__Records supplied__:
• • •
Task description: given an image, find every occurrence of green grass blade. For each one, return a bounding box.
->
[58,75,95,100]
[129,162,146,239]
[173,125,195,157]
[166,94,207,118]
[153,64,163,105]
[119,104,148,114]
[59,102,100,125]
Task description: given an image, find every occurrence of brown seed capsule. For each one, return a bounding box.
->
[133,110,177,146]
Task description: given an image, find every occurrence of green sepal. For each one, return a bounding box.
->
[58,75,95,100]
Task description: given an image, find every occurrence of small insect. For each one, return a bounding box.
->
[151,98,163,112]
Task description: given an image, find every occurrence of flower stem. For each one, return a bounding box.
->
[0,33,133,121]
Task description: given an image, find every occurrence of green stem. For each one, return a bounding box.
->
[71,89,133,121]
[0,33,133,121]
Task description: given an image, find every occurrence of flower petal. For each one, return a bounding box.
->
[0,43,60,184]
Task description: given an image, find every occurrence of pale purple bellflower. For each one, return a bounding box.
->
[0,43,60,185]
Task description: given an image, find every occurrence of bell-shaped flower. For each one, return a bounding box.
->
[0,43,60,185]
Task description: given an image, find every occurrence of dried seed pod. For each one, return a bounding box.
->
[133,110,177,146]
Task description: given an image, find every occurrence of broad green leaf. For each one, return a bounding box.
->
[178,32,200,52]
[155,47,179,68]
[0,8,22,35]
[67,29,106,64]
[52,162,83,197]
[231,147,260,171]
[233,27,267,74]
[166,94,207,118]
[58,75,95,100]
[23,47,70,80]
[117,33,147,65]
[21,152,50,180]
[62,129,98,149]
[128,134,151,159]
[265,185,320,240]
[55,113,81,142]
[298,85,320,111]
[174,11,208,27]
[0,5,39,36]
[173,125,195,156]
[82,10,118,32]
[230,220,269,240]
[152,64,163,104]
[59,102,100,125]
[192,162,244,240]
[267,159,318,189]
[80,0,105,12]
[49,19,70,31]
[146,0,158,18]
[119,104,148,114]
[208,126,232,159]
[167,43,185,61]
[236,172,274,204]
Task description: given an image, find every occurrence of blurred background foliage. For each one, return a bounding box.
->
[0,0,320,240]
• • •
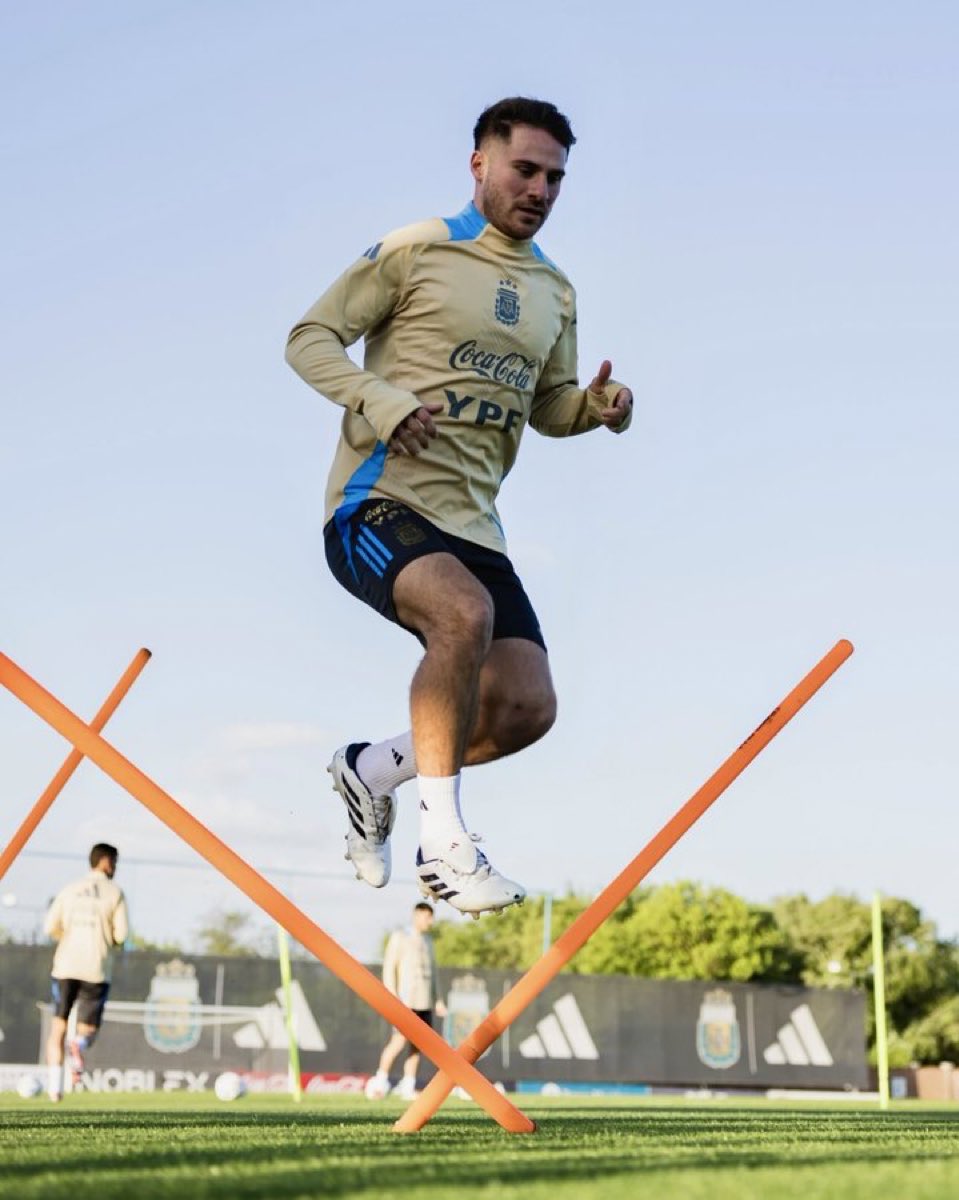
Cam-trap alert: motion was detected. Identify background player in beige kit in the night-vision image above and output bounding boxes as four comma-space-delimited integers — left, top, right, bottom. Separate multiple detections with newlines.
• • •
__Set task__: Can you recast the lines from the one containing "Task description: given an image, find every occurrence of broad" up to and including the one containing "[117,33,147,65]" as a JSON list of strings, one string per line, leaving out blank lines?

__Full response__:
[
  "Task description: given an image, find every occurrence of broad green leaf. For each one, return a bounding box.",
  "->",
  "[178,32,200,52]",
  "[155,47,179,68]",
  "[0,8,22,35]",
  "[67,29,106,64]",
  "[52,162,83,197]",
  "[231,147,260,171]",
  "[233,27,267,74]",
  "[166,94,207,118]",
  "[58,75,95,100]",
  "[23,47,70,80]",
  "[117,33,147,65]"
]